Task brief: Excluding pictures, retype the line with "Expected: one marker per instance of the light" and each line that follows it to the end of the data below, word for word.

Stored data:

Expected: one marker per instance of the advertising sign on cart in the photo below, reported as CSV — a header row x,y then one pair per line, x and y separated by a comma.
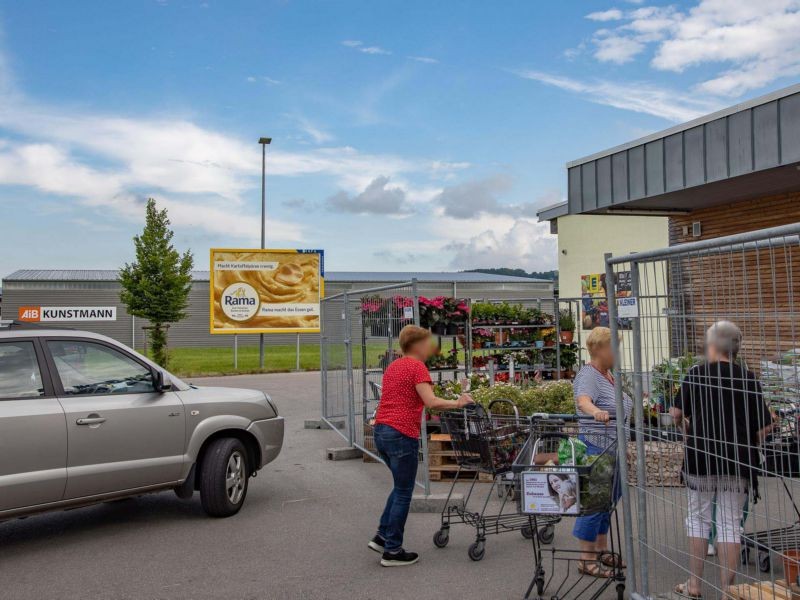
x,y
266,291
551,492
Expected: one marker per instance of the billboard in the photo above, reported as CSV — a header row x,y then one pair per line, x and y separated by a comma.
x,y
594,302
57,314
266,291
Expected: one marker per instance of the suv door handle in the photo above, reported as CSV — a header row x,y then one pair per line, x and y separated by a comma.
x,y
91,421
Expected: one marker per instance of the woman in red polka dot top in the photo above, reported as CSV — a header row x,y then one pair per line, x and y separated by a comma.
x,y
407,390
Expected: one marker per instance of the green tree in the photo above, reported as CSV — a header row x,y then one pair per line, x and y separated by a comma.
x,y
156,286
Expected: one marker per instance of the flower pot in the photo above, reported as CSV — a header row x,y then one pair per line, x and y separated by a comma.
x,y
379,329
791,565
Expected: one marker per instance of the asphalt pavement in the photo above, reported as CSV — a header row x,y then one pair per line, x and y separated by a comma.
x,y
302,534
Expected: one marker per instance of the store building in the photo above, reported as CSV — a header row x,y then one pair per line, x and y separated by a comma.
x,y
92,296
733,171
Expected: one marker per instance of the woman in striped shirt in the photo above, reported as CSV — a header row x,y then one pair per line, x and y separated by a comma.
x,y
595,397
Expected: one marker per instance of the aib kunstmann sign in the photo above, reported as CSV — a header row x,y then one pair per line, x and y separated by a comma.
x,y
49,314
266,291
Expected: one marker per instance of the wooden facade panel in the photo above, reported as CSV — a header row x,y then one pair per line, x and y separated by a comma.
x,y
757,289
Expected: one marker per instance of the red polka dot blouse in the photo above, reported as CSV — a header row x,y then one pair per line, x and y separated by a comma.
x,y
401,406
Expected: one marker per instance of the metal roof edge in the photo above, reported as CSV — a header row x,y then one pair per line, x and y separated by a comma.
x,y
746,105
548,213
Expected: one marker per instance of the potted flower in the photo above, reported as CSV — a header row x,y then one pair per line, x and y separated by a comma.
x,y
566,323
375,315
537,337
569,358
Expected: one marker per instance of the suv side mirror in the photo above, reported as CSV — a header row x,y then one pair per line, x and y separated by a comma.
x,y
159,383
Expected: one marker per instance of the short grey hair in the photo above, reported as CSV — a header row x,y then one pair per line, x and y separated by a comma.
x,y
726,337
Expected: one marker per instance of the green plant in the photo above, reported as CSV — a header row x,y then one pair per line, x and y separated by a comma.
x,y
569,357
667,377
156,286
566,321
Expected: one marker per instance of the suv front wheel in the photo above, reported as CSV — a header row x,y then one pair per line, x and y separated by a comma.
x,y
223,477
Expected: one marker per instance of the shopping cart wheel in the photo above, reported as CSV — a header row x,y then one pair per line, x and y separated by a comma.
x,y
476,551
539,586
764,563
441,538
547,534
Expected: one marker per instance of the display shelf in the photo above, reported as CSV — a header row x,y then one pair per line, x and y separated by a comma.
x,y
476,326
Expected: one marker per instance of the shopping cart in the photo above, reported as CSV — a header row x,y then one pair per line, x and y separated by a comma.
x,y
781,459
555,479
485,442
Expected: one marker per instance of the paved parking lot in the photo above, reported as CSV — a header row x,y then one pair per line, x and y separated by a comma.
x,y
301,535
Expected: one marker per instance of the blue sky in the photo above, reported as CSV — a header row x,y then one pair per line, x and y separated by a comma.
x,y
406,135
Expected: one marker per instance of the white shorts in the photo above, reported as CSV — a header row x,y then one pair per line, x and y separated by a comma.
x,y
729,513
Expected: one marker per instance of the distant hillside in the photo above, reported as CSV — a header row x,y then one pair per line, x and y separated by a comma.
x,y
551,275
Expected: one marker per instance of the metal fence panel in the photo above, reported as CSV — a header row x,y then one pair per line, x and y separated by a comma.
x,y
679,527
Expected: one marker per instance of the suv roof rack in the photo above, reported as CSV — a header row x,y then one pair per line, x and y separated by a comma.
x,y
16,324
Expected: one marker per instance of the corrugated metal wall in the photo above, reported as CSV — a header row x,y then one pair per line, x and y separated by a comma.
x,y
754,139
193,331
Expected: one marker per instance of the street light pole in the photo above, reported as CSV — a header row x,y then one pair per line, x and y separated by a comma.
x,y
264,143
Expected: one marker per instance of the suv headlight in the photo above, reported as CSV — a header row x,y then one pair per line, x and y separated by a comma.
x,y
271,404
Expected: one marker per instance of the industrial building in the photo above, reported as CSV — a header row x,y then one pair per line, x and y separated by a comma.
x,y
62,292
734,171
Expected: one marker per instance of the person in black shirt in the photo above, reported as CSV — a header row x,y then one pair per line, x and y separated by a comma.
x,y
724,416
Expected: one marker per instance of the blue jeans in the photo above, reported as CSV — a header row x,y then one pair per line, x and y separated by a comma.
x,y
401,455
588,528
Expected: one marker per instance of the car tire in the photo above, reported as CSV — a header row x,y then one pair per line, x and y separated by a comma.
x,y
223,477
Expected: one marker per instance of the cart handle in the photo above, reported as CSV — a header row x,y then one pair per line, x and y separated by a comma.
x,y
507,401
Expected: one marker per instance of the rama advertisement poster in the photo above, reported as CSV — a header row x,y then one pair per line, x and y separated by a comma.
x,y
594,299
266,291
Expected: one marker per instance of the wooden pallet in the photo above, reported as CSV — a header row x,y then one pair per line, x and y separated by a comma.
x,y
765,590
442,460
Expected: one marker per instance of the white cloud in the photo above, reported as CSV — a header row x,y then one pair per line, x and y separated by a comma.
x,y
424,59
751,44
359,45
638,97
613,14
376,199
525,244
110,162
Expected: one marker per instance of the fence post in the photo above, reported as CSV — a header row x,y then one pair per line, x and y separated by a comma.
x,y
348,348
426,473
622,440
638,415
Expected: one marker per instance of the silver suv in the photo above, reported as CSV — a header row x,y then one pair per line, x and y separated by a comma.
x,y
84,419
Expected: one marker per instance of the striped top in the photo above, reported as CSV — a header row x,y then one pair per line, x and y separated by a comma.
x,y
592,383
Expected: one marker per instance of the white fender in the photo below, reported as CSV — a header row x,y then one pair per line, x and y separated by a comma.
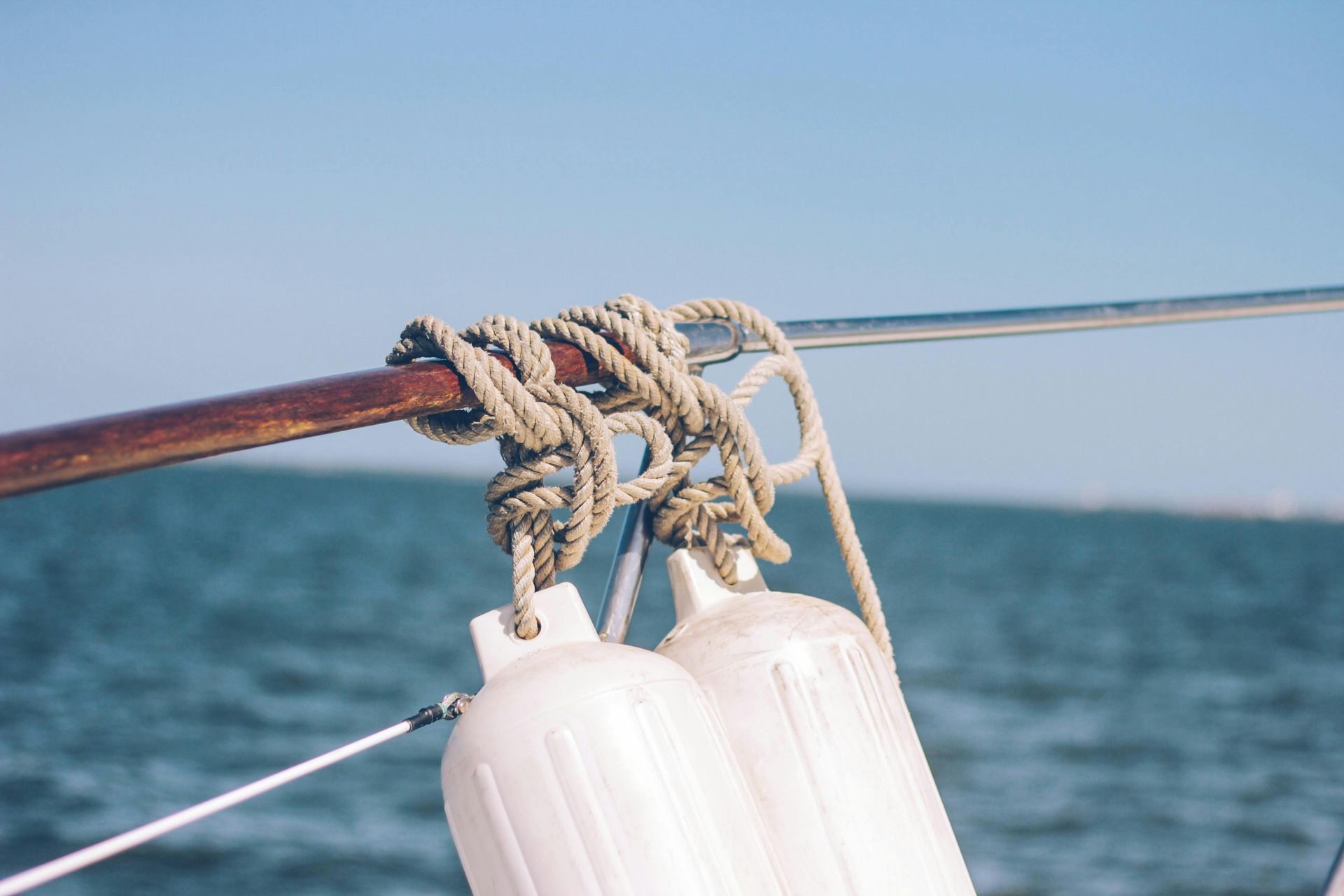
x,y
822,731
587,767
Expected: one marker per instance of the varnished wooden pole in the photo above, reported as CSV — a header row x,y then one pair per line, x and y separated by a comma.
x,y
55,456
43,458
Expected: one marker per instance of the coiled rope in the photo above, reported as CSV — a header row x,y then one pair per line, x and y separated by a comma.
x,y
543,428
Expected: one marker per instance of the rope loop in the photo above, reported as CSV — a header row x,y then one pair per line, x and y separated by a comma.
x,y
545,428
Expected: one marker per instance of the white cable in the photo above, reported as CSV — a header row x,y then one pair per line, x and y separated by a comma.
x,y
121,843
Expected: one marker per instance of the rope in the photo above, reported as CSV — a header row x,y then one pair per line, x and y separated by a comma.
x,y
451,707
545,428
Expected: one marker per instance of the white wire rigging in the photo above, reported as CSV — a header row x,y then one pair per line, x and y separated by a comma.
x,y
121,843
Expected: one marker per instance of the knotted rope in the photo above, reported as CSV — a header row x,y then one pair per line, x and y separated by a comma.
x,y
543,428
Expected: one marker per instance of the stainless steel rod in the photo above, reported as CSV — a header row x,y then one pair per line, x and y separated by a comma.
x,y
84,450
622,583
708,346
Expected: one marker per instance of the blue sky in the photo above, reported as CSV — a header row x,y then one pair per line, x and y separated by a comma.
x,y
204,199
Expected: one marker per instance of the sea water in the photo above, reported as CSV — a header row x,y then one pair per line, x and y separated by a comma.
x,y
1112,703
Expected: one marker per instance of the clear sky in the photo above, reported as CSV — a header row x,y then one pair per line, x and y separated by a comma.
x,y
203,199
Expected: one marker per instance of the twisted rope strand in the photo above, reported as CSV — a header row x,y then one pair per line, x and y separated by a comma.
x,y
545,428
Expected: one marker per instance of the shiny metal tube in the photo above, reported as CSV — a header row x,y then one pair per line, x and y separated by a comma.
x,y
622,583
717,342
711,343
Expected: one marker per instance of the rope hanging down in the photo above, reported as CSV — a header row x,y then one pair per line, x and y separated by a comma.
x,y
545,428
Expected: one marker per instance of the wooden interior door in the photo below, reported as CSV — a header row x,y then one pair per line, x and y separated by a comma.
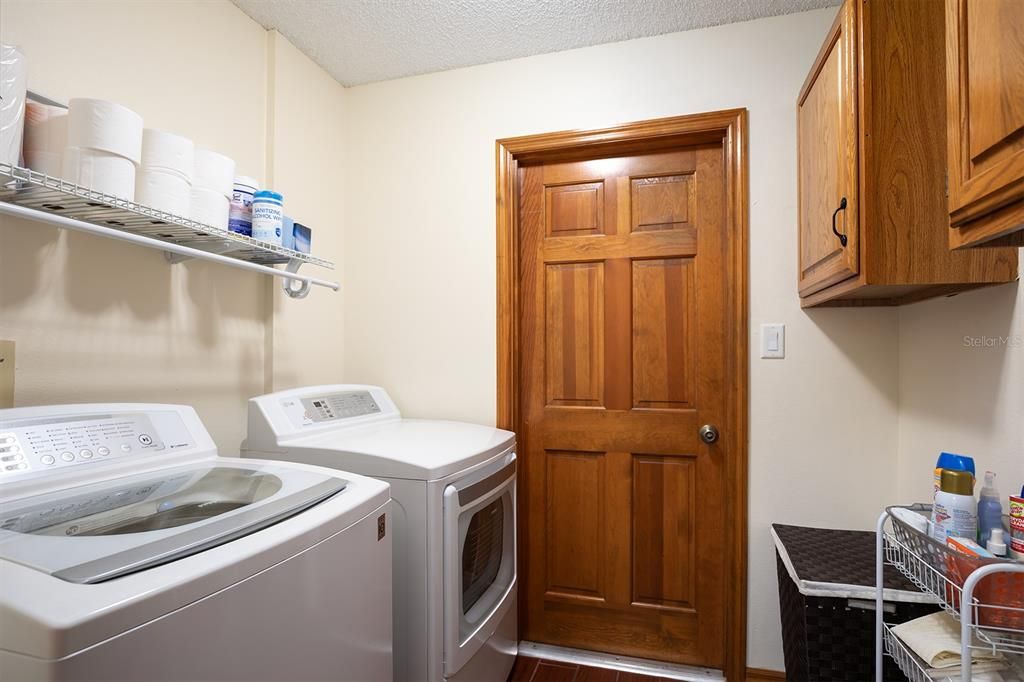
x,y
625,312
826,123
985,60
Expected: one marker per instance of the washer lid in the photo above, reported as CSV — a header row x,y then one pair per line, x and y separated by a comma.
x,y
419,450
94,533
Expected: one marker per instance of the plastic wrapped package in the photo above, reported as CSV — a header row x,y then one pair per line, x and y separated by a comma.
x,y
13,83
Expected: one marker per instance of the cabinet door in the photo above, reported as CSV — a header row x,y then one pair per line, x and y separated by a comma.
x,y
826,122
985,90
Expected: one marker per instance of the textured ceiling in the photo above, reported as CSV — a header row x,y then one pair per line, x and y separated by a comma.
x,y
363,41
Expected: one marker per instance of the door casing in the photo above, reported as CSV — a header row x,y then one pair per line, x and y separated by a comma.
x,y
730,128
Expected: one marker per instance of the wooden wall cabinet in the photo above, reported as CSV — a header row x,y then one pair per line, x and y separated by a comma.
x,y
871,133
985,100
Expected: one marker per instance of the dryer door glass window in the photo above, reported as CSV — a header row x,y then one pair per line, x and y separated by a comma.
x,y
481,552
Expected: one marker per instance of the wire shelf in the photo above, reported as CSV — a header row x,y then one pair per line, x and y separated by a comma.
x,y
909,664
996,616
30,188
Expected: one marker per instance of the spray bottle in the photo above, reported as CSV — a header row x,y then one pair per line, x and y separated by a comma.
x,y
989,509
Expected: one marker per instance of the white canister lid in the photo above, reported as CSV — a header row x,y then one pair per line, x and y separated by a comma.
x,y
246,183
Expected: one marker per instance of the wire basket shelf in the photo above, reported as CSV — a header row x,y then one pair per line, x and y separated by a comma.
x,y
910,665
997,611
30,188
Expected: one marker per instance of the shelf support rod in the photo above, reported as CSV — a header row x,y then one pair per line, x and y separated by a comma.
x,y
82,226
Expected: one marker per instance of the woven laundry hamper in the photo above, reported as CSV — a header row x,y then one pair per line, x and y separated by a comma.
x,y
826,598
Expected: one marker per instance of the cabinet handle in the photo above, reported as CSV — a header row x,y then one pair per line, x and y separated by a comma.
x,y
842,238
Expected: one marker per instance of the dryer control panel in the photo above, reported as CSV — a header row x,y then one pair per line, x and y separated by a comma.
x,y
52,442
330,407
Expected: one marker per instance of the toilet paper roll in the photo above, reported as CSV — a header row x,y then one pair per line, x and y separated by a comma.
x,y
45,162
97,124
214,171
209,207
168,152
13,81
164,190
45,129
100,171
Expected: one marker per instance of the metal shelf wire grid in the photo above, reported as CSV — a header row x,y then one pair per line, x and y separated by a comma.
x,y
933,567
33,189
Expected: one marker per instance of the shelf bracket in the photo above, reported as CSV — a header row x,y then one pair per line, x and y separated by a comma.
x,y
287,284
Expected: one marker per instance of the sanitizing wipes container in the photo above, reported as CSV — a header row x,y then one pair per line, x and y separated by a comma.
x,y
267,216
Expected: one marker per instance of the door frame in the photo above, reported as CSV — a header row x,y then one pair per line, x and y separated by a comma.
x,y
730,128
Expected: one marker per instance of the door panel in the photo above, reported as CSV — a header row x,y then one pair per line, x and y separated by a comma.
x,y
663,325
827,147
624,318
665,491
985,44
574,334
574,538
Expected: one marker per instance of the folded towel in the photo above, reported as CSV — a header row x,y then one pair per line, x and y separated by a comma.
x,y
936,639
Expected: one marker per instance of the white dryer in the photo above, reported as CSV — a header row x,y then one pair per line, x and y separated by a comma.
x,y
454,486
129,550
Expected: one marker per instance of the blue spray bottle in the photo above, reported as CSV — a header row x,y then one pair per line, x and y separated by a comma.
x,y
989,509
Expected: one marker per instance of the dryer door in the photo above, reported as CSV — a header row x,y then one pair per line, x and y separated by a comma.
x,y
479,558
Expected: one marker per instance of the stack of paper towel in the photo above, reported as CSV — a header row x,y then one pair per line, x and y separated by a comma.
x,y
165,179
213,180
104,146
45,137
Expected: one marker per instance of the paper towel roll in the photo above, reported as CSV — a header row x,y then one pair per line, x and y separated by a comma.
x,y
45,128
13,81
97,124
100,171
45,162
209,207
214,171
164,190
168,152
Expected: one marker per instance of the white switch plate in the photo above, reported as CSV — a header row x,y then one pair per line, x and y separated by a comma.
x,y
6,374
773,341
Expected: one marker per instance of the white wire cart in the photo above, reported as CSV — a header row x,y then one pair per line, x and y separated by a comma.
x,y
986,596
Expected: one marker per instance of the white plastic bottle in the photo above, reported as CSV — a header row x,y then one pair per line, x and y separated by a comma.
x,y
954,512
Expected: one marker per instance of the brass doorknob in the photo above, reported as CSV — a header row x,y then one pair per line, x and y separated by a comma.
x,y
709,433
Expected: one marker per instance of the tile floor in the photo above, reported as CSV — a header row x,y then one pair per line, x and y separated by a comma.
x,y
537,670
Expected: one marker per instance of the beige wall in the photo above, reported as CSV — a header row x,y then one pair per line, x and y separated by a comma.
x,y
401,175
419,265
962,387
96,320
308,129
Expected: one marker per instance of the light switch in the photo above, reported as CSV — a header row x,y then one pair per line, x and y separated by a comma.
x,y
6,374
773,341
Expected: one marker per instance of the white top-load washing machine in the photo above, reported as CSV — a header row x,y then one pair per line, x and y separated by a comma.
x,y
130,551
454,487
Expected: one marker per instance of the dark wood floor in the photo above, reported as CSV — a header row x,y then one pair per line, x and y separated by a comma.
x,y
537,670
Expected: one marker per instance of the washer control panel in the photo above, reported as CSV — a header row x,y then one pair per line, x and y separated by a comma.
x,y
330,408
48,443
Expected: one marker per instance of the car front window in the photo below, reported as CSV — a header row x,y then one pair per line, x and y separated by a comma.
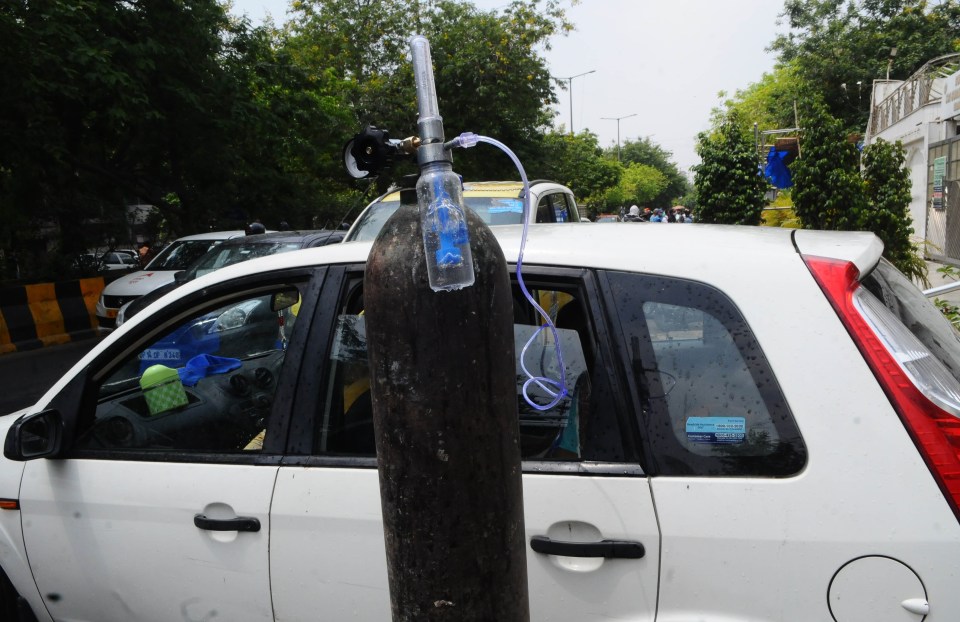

Task response:
Expected: one marker per instance of the light switch in the photo above, reported as CSV — a header row x,y then one pair per line, x and y separated by a comma.
x,y
6,374
773,341
Expected: one marker per instance of the white top-load washing machine in the photo above, reported as CSV — a header row x,y then one pair per line, x and y separated by a comma.
x,y
130,551
454,487
Expected: one marker per instance of the dark wood floor in the photo above, reported as CSV — a header row x,y then one pair per line, x and y separated by a comma.
x,y
537,670
Expected: one marker per instance of the washer control panel in the photo above, reported as CSV — a header row x,y then one pair per line, x and y separated by a comma.
x,y
330,408
48,443
Expected: one marker per instance of the car front window in the photo below, reported as CSV — a header row x,y then one pair per line, x and y separated by a comma.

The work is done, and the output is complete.